--- Begin Data for this exercise ---

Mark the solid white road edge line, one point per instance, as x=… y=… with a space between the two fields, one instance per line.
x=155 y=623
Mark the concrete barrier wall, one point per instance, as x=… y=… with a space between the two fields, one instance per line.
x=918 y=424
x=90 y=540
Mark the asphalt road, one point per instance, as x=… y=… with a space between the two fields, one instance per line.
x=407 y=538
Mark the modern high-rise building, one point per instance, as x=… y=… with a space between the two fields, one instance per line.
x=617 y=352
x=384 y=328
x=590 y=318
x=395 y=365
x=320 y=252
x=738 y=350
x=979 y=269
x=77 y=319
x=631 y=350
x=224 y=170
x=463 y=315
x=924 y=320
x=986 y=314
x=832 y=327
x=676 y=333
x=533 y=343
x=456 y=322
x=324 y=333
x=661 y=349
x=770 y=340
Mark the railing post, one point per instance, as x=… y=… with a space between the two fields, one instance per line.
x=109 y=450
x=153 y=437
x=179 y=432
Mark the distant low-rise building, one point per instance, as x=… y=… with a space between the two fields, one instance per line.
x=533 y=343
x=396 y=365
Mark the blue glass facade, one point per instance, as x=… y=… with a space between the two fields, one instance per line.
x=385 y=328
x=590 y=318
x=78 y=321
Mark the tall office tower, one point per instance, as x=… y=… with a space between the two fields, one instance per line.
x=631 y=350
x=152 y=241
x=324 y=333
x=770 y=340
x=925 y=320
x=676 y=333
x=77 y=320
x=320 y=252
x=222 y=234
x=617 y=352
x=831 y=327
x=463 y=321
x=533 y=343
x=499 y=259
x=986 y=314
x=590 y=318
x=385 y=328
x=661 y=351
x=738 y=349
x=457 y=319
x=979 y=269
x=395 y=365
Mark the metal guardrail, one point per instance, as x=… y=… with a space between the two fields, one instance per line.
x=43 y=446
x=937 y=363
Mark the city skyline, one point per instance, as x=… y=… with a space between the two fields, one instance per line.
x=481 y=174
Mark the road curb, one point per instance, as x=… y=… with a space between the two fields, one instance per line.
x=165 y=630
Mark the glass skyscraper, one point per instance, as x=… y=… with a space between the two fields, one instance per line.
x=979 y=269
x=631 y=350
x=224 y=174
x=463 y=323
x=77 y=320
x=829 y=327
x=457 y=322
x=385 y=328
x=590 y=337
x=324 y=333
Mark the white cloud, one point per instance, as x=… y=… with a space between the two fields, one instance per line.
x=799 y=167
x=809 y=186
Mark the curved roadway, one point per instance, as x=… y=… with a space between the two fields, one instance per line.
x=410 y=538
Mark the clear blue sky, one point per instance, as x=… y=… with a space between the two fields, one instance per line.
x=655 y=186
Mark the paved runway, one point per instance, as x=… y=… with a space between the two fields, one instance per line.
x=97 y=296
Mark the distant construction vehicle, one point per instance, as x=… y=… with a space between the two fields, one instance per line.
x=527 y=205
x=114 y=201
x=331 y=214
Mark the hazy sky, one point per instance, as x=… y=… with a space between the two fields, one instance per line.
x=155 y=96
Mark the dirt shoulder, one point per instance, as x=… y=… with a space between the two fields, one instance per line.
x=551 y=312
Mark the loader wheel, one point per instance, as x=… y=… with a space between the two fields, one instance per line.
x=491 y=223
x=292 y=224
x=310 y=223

--- End Data for this exercise ---

— Written instruction —
Rescale the lines between the ones holding "Mark the city" and "x=165 y=630", inclusive, and write them all out again, requests included. Multiply every x and y coordinate in the answers by 0.35 and round to whole numbers, halves up.

— Exercise answer —
Mark the city skyline, one point per instance, as x=… y=… with a space between the two fields, one instance per line.
x=168 y=61
Mark the road curb, one point per instance, as x=… y=… with a space between the two fields, one instance per line.
x=58 y=221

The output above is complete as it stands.